— PROBLEM TO SOLVE —
Search each line below for "forewing", then return the lines where it appears.

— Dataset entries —
┏━━

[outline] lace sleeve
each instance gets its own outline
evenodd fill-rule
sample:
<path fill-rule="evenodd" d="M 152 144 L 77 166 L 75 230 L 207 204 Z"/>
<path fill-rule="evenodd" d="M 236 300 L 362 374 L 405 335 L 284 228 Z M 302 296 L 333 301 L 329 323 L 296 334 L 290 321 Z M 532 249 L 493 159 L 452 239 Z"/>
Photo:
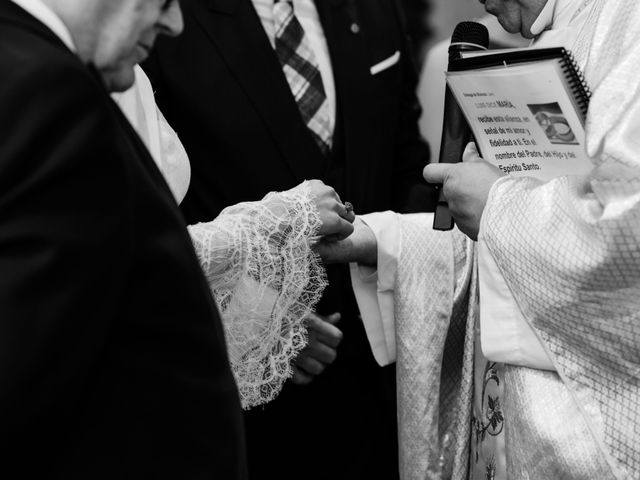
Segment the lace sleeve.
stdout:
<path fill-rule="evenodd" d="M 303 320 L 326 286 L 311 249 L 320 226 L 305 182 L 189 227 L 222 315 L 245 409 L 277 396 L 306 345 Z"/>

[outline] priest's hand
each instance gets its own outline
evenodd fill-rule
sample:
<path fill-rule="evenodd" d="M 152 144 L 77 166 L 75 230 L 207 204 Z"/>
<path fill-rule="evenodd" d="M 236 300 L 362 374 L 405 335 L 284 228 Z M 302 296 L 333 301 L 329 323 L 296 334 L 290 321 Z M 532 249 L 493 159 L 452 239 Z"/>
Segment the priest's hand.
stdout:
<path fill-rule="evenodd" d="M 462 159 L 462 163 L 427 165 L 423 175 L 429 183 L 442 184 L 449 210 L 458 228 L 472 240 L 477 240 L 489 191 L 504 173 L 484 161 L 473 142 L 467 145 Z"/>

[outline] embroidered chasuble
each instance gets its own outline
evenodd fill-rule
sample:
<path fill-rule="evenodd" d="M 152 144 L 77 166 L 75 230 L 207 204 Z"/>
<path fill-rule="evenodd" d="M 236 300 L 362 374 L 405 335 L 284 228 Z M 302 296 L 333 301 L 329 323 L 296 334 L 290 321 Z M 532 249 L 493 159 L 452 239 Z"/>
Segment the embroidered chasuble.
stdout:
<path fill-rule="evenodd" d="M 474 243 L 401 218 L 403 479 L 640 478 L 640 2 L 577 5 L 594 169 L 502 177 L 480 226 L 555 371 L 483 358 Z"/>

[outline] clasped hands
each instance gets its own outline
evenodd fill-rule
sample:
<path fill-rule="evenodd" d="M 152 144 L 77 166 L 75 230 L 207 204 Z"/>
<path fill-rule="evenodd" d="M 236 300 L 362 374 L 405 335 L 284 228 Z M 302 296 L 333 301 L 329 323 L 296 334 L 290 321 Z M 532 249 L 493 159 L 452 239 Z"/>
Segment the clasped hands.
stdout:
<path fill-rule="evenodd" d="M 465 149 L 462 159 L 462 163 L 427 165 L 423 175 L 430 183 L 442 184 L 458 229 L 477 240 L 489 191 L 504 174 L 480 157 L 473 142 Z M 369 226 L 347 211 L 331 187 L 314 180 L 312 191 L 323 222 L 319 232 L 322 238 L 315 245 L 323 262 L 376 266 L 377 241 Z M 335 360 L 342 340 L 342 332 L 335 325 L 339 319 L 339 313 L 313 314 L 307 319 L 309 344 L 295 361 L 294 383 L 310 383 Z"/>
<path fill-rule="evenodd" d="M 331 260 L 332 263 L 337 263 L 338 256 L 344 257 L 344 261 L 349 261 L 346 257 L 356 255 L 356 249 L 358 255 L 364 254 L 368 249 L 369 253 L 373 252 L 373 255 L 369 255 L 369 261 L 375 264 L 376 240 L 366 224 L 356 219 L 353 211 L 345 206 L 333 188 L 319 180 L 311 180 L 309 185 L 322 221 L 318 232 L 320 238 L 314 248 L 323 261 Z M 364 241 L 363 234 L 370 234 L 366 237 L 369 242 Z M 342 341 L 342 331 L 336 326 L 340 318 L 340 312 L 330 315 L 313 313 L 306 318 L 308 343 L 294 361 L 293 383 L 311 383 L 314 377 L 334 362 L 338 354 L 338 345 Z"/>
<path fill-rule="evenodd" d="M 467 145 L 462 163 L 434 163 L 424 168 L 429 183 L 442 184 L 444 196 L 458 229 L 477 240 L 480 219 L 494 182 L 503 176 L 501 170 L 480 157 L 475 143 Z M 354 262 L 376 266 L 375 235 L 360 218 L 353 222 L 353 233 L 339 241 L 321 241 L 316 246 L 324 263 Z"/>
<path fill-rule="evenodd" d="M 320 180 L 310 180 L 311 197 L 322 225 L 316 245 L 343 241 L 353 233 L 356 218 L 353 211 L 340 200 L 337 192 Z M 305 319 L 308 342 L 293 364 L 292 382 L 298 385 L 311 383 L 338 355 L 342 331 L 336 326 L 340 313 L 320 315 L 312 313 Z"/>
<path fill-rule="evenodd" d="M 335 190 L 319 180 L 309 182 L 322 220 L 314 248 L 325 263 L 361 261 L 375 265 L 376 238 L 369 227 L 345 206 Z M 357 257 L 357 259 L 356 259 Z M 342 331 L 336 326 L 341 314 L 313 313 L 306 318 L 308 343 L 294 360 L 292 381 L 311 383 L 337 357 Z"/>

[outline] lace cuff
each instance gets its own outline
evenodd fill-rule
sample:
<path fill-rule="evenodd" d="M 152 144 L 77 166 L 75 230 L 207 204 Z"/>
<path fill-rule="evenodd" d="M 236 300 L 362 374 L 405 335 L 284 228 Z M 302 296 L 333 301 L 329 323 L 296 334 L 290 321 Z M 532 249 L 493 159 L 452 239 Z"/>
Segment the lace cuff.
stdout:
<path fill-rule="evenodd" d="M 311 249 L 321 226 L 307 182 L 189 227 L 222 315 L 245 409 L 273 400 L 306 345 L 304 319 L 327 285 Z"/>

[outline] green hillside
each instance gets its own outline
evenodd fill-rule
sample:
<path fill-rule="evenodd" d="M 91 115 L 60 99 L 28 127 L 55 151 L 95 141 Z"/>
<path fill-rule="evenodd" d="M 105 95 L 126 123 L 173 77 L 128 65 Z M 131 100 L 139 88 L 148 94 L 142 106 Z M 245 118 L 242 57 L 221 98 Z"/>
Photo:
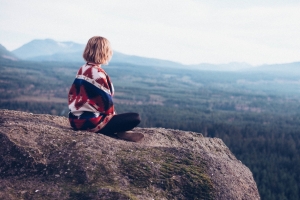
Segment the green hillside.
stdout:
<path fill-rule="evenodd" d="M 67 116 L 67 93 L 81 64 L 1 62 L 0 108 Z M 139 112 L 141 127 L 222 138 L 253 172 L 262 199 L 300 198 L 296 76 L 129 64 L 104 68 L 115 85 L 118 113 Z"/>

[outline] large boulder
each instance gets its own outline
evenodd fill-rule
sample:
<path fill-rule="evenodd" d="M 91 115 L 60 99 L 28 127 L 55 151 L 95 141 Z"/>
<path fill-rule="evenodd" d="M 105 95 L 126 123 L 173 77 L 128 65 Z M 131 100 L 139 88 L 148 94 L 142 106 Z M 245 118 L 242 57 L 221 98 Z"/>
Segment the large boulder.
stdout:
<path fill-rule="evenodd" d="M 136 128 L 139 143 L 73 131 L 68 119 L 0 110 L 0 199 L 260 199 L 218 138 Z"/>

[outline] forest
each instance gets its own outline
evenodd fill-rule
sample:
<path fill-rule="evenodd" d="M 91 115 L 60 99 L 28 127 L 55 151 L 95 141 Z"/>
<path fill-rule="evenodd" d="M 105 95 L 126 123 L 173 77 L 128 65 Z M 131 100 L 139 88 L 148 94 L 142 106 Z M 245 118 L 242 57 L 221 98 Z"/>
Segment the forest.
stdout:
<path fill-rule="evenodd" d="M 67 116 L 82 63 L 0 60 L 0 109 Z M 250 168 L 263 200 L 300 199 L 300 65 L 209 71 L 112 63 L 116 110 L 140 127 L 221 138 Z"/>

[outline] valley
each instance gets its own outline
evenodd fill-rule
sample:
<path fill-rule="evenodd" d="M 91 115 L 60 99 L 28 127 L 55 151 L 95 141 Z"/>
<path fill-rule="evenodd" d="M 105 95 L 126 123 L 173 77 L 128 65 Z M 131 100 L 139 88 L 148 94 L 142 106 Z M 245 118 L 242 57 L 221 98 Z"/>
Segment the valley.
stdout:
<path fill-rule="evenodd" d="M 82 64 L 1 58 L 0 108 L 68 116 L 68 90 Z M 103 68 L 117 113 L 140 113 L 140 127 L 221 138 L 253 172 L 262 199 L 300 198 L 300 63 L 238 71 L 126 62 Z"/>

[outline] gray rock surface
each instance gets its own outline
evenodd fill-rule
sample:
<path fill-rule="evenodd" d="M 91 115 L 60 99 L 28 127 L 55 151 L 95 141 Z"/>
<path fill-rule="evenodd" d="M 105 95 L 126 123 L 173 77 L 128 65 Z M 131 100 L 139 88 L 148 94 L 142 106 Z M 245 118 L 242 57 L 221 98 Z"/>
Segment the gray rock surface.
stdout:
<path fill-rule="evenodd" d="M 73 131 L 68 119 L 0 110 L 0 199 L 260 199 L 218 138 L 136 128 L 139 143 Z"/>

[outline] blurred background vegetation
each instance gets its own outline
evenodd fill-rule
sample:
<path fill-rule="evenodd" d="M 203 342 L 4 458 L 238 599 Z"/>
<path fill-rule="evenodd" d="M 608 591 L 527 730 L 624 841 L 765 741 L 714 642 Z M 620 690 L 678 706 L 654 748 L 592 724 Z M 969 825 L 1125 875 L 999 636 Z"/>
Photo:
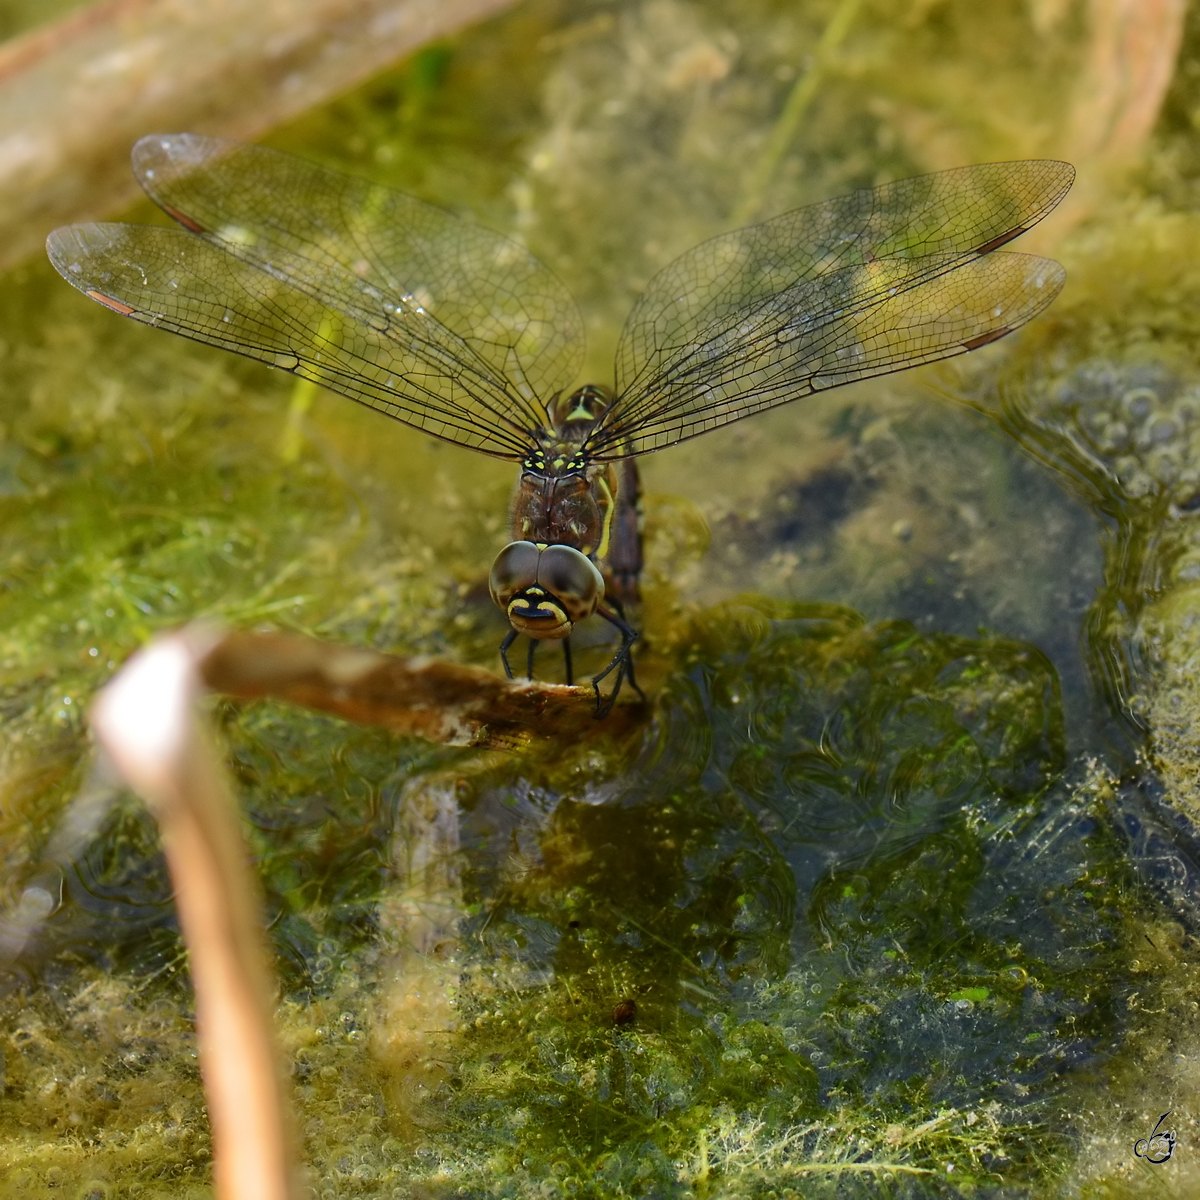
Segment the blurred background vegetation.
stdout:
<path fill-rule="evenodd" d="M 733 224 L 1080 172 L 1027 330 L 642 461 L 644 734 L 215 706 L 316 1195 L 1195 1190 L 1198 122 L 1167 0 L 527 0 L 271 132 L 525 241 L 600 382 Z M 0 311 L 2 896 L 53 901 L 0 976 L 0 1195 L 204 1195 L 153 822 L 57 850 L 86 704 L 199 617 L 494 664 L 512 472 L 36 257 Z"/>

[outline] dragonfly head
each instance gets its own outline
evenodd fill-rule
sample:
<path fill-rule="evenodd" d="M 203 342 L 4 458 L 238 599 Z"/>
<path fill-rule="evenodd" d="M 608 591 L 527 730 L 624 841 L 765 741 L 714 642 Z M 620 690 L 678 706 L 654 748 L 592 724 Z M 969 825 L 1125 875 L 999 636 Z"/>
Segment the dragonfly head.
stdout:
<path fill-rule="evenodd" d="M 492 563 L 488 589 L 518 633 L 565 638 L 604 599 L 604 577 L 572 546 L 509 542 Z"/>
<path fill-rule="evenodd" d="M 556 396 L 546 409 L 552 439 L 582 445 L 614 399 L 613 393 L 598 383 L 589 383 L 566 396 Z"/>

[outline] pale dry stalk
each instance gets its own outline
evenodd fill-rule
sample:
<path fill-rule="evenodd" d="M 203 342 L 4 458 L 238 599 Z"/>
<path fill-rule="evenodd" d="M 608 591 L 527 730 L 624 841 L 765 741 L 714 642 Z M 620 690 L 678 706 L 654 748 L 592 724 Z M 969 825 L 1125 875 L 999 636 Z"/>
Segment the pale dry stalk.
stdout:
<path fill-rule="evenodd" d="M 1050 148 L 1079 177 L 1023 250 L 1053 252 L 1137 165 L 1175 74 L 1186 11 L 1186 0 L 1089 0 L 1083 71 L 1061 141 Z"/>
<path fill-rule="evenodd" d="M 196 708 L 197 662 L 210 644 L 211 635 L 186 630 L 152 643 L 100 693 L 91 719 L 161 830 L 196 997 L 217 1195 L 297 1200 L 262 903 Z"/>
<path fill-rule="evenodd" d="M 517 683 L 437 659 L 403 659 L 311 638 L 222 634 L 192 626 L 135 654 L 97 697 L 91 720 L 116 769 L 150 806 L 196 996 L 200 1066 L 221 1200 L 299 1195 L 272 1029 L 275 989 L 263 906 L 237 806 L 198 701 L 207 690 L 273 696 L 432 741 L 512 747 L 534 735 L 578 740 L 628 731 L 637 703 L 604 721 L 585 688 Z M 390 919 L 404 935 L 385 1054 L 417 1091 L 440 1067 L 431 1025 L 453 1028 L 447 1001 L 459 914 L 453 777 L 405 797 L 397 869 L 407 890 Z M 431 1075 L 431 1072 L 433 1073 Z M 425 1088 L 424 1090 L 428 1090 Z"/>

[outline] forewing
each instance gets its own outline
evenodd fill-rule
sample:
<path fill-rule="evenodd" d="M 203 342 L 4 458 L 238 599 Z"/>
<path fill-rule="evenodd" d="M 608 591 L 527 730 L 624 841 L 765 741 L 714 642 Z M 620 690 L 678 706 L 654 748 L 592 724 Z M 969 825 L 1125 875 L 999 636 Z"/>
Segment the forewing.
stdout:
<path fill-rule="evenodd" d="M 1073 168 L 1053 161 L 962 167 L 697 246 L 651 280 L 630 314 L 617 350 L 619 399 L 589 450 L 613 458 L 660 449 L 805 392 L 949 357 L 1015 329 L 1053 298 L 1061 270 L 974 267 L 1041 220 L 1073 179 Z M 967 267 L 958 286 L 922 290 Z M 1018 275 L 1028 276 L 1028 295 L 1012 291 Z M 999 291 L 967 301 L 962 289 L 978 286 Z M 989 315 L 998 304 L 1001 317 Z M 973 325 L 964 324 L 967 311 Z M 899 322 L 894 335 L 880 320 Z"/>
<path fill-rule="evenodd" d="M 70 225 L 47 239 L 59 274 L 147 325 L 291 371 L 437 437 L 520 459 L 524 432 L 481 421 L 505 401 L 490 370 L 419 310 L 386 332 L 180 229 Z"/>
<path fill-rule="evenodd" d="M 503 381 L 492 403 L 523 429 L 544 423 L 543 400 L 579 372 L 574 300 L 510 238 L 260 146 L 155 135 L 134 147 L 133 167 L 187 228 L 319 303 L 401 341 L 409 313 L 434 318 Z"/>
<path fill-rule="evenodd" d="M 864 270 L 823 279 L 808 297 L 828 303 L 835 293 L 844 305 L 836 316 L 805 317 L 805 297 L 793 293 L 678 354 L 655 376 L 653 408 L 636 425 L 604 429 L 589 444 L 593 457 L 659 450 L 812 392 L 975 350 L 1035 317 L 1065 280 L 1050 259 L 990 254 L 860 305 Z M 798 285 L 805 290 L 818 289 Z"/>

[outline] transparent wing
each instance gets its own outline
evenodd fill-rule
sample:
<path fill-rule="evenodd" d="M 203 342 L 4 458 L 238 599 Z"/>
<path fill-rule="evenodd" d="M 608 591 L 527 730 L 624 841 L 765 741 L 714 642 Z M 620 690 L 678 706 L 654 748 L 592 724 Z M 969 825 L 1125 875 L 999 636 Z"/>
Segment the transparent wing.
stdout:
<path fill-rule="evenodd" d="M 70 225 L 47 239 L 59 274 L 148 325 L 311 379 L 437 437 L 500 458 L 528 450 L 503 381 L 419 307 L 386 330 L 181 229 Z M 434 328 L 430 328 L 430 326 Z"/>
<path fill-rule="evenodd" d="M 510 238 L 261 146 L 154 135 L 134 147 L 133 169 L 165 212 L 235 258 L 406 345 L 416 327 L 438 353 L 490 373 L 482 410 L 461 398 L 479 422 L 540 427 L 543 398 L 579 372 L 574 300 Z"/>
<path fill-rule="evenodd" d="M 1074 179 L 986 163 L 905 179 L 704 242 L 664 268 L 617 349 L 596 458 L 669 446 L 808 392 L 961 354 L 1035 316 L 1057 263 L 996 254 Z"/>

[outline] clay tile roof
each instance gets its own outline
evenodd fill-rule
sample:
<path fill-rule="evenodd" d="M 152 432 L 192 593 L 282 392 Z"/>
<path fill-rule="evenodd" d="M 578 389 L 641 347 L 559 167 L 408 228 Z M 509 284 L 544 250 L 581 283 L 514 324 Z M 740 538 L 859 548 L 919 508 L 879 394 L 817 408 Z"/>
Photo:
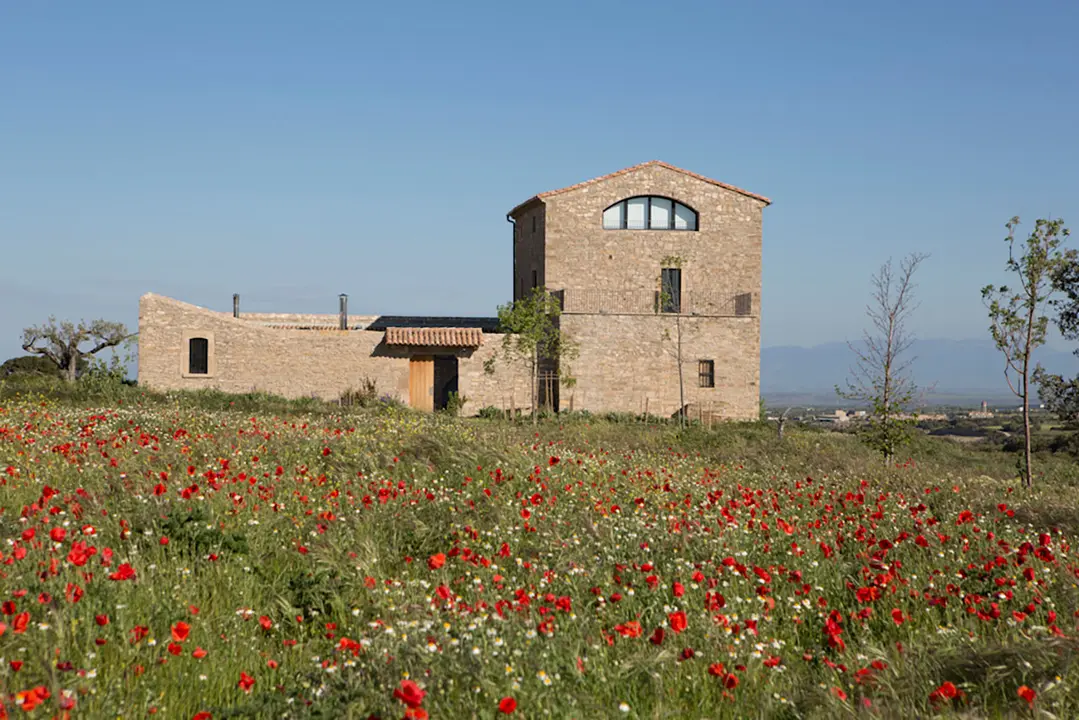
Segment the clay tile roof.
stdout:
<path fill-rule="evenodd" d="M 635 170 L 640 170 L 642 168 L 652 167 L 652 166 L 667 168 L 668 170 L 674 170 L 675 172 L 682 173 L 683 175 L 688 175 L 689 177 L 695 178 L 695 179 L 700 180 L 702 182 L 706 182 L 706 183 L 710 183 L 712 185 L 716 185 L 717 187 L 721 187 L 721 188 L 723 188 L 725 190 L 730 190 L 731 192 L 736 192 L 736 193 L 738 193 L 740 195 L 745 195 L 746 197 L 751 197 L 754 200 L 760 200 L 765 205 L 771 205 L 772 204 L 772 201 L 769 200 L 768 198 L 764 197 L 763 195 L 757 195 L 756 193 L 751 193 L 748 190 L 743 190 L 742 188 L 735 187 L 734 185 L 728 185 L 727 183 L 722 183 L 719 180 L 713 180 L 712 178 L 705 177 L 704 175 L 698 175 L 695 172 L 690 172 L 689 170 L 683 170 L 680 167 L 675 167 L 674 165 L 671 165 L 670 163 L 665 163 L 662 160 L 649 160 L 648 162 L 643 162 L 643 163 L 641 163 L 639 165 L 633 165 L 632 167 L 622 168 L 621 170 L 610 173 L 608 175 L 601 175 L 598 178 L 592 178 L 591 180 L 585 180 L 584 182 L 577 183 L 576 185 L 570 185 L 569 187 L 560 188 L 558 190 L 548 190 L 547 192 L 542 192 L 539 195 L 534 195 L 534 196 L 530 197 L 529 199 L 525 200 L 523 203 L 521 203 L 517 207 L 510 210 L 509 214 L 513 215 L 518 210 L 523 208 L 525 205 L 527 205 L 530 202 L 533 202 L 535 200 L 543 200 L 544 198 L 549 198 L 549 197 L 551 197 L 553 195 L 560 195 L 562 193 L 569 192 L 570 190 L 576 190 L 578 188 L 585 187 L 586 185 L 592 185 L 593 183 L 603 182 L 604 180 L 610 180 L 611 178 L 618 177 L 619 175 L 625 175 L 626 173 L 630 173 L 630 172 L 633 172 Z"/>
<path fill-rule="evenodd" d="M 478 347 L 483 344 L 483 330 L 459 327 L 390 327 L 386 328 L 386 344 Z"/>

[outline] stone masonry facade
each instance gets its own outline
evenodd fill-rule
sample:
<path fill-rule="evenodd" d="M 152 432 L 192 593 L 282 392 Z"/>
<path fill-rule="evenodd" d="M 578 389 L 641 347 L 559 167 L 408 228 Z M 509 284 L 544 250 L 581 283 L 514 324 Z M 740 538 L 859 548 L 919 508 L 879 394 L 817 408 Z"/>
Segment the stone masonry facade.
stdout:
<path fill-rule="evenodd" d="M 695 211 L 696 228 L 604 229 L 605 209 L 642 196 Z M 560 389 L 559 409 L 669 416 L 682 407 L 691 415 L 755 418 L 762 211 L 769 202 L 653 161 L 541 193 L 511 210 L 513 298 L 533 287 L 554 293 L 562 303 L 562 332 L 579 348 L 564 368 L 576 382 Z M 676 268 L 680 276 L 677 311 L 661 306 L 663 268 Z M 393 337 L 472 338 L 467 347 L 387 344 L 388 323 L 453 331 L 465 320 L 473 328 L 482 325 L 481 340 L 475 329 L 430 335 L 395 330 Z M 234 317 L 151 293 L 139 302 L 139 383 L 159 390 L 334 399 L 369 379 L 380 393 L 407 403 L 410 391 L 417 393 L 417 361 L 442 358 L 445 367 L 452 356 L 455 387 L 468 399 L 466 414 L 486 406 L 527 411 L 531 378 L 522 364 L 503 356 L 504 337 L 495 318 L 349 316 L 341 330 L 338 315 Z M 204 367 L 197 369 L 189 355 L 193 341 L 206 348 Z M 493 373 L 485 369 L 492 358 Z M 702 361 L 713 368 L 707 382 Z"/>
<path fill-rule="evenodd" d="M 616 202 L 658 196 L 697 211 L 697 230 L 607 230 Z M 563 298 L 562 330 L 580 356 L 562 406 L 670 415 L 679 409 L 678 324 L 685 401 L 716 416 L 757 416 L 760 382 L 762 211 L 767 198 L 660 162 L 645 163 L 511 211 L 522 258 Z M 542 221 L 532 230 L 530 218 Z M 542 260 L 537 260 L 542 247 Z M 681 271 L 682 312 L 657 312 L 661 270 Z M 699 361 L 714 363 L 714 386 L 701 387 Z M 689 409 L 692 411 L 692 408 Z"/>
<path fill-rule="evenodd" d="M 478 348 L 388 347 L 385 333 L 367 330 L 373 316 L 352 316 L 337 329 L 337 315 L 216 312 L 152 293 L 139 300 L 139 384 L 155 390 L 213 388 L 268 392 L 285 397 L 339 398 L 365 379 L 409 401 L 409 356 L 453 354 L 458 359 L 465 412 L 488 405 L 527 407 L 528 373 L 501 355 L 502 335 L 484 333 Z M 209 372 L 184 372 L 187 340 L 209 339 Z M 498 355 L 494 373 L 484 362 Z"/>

┗━━

— SOLUTION BELOW —
[outline] forewing
Segment the forewing.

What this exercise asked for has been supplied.